Challenge A. Pick out each line of the records containing the word "ceiling", and copy those lines out in full.

Reading text.
========

Artificial Intelligence: The Hedge Against Extreme Weather-Driven Market Instability

by Our Reporter
By Adedapo Alawode Emmanuel
The global agricultural economy is hurtling toward an age of unprecedented uncertainty. Climate shocks from droughts to floods, erratic rainfall to extreme temperatures are no longer the exception. They are the norm.
These recurring disruptions make planting and harvesting schedules unpredictable, crop yields and quality less reliable, and food supply chains more vulnerable. The result is wild swings in food prices, at times to levels that crush household buying power, and at other times to a point that destroys farmers’ incomes. The impact of this volatility ripples beyond just producers and consumers.
It reverberates through national budgets, trade flows, and the very goal of global food security. In this time of turbulence, technology can play an important role. Artificial intelligence (AI), long considered a tool for advanced economies and a luxury for the developed world, is increasingly emerging as an essential hedge against volatility.

========

Recorded data.
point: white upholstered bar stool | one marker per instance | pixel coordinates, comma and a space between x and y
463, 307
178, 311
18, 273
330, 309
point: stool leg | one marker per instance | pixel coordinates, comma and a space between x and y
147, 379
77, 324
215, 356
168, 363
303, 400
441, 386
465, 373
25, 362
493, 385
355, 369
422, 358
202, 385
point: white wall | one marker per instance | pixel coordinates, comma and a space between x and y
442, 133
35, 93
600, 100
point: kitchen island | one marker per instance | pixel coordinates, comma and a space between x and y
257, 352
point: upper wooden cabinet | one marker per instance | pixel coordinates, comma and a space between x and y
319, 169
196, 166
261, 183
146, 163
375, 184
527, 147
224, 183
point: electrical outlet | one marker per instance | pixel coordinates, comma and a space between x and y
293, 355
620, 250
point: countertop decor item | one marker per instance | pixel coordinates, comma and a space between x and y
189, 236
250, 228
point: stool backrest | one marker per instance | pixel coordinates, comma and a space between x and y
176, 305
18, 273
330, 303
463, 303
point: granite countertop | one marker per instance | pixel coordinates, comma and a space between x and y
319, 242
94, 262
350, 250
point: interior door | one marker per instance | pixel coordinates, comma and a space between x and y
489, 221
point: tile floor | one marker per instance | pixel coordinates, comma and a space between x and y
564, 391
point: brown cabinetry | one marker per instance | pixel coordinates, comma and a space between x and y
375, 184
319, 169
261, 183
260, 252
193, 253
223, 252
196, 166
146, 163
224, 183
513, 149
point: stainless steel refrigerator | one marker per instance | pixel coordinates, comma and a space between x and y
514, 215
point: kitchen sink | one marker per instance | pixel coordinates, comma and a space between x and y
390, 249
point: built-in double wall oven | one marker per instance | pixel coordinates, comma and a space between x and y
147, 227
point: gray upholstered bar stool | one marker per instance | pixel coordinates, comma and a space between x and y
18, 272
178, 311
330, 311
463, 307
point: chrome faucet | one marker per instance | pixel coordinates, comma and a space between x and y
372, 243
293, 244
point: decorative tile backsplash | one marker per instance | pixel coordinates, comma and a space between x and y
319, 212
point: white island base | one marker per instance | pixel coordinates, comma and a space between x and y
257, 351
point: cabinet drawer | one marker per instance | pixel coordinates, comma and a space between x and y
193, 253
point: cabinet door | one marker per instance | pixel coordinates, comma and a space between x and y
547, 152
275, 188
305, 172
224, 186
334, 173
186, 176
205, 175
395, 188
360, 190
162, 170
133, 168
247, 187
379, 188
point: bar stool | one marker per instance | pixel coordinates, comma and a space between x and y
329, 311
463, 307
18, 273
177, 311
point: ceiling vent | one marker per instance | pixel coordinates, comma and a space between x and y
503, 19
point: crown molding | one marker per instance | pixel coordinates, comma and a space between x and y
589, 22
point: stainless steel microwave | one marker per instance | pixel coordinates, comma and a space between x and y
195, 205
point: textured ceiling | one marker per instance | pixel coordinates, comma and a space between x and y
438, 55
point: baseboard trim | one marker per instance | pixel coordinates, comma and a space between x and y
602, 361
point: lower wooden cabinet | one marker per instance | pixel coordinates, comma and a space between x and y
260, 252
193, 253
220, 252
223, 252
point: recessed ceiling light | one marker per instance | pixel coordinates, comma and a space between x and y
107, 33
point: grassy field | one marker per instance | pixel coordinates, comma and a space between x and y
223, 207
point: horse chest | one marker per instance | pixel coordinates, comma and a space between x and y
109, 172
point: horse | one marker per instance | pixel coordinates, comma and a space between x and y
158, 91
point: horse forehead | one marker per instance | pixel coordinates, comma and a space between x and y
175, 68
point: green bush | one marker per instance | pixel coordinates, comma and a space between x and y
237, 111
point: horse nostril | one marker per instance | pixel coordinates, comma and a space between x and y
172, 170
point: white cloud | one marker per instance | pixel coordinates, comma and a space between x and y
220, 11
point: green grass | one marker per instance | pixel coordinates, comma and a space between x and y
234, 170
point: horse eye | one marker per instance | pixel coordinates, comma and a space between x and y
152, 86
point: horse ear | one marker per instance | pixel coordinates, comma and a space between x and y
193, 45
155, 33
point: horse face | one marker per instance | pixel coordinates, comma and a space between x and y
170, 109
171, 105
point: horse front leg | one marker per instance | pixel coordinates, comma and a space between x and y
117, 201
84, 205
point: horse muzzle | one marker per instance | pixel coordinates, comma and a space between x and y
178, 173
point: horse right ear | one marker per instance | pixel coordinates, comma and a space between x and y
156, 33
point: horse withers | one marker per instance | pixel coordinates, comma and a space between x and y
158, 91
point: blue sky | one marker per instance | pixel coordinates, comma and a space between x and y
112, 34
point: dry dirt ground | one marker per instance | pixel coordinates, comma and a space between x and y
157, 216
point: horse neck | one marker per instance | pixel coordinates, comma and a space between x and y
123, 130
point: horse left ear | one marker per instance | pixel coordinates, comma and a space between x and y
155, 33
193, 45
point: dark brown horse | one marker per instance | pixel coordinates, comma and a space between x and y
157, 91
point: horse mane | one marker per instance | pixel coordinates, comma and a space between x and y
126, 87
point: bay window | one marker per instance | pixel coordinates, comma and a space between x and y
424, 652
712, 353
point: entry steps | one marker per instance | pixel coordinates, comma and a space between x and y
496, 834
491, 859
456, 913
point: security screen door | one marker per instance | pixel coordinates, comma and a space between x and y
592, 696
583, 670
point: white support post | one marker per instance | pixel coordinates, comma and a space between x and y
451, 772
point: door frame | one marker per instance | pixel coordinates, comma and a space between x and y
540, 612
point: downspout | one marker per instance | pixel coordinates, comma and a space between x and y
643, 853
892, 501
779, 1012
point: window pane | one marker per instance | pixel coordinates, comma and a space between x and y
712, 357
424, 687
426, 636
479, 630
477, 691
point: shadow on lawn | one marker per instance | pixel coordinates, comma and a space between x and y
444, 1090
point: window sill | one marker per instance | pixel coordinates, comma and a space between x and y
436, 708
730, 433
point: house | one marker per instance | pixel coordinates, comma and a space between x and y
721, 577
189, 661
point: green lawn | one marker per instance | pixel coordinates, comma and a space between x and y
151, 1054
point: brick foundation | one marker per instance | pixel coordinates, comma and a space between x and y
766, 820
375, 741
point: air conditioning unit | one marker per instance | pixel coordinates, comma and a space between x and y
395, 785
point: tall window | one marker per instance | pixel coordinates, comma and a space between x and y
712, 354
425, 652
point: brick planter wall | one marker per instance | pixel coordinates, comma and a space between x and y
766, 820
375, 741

========

Challenge B. Please reproduce word for word everything in the article on AI and weather-driven market instability from "These recurring disruptions" down to "hedge against volatility.".

Written solution A.
point: ceiling vent | one marker per instance | pixel coordinates, comma and a space between x and y
point: textured ceiling | one marker per instance | pixel coordinates, comma and a space between x and y
point: recessed ceiling light | one marker per instance | pixel coordinates, comma and a space between x and y

Written solution B.
These recurring disruptions make planting and harvesting schedules unpredictable, crop yields and quality less reliable, and food supply chains more vulnerable. The result is wild swings in food prices, at times to levels that crush household buying power, and at other times to a point that destroys farmers’ incomes. The impact of this volatility ripples beyond just producers and consumers.
It reverberates through national budgets, trade flows, and the very goal of global food security. In this time of turbulence, technology can play an important role. Artificial intelligence (AI), long considered a tool for advanced economies and a luxury for the developed world, is increasingly emerging as an essential hedge against volatility.